Text ▸
Thursday 26 April 2007

2006 11: Child activist on family laws

The Star online. News. Opinion. Monday November 6, 2006
During a recent visit, retired judge Baroness Elizabeth Butler-Sloss talked to SHAILA KOSHY about child laws, how the British legal system handles marital disputes among immigrant families and the lifetime anonymity she ordered for the two boys who killed toddler Jamie Bulger.
IT would be an understatement to say that Baroness Elizabeth Butler-Sloss cares about children.
“I feel passionately about children being removed from their homes.

“I care more about children removed from the home, their school, their friends, their own bedroom, their own toys, and suddenly yanked into another country by a parent – mother or father – who chooses to leave without either of the consent of the other parent or a court order.
“That is wrong and it’s unjust to the child but it’s done by parents.”

Excerpted data ▸
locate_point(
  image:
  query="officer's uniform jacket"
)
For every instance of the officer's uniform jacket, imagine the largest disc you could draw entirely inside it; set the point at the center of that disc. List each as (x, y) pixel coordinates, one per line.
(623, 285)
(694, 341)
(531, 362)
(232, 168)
---
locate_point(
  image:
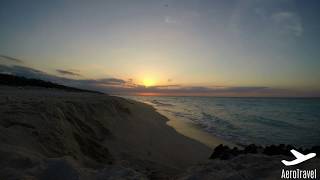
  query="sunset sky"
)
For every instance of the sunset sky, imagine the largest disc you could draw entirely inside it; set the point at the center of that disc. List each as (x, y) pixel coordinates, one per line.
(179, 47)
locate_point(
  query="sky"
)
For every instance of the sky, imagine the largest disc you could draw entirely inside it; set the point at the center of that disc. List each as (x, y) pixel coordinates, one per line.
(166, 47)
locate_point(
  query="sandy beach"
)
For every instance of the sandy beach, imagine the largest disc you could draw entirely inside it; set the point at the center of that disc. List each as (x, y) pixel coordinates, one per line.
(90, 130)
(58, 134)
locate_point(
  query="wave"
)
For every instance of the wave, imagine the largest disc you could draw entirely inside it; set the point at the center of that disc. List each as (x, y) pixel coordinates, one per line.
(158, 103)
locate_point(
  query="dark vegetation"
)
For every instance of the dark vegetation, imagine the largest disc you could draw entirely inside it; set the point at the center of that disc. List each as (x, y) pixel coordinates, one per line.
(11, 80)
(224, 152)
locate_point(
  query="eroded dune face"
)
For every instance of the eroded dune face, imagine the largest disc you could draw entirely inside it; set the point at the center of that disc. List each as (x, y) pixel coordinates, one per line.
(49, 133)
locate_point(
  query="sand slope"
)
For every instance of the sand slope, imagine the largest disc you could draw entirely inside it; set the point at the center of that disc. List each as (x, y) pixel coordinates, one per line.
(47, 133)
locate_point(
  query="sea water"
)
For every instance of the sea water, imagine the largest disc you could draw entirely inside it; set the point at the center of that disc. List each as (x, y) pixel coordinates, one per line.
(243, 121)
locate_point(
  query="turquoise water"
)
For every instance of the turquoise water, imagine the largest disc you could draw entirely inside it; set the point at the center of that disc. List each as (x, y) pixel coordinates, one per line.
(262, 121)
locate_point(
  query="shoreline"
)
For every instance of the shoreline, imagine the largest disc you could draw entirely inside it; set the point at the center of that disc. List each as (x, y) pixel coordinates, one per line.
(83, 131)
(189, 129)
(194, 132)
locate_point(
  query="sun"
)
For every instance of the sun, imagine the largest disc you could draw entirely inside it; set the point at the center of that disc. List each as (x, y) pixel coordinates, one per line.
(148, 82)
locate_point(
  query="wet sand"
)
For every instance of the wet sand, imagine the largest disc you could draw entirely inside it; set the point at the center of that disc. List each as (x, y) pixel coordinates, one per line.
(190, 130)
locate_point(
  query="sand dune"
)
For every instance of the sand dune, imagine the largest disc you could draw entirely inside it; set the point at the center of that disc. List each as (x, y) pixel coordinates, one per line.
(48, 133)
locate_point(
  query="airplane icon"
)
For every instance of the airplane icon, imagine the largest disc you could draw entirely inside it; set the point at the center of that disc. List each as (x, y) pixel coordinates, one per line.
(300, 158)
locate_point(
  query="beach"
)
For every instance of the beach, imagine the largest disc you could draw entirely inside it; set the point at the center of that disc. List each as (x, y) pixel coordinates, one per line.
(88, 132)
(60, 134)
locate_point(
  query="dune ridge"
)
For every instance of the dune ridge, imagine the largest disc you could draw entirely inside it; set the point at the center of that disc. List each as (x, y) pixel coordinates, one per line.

Prompt 1 ▸ From the family-law article, list every place or thing that Baroness Butler-Sloss says a child is removed from.
Prompt 2 ▸
Answer these questions from the family-law article.
(a) Who talked with Baroness Elizabeth Butler-Sloss during her recent visit?
(b) On what date did the piece appear in The Star online?
(c) What did she order for the two boys who killed toddler Jamie Bulger?
Prompt 3 ▸ Pick up the family-law article after its final sentence and continue it.

Task answer 1 ▸
- the home
- their school
- their friends
- their own bedroom
- their own toys

Task answer 2 ▸
(a) Shaila Koshy
(b) Monday November 6, 2006
(c) Lifetime anonymity

Task answer 3 ▸
We were talking about child abduction and transnational jurisdiction in our “global village” when Lady Butler-Sloss, the former President of the Family Division in England, suddenly made this impassioned speech.
As she noted: “In a global village, it is important that children should be able to move freely between countries and to be able to visit the countries of each of their parents and visit relatives and learn the culture.”

Earlier in her public lecture on Current Developments in Family Law, Lady Butler-Sloss had stressed the importance of closer ties between countries that had and had not signed The Hague Convention on Child Abduction.

Touching on the two meetings in Malta between the two groups of countries, she said she was pleased that 21 countries, including eight Islamic countries, with diverse family laws and including eight Islamic countries had agreed on fundamental principles of family law in relation to the wrongful removal or retention of children across transnational boundaries.

Retired in 2005, Lady Butler-Sloss, is a Bencher of the Inner Temple in London and was in Malaysia for the launch of the Malaysian Inner Temple Alumni on Sept 15 and to give a lecture, organised by the Asean Law Association and Inner Temple’s first international alumni, the next day.

She is very firm – she refused to take any questions on her appointment as coroner for the inquest into the death of Diana, the Princess of Wales – but is warm at the same time.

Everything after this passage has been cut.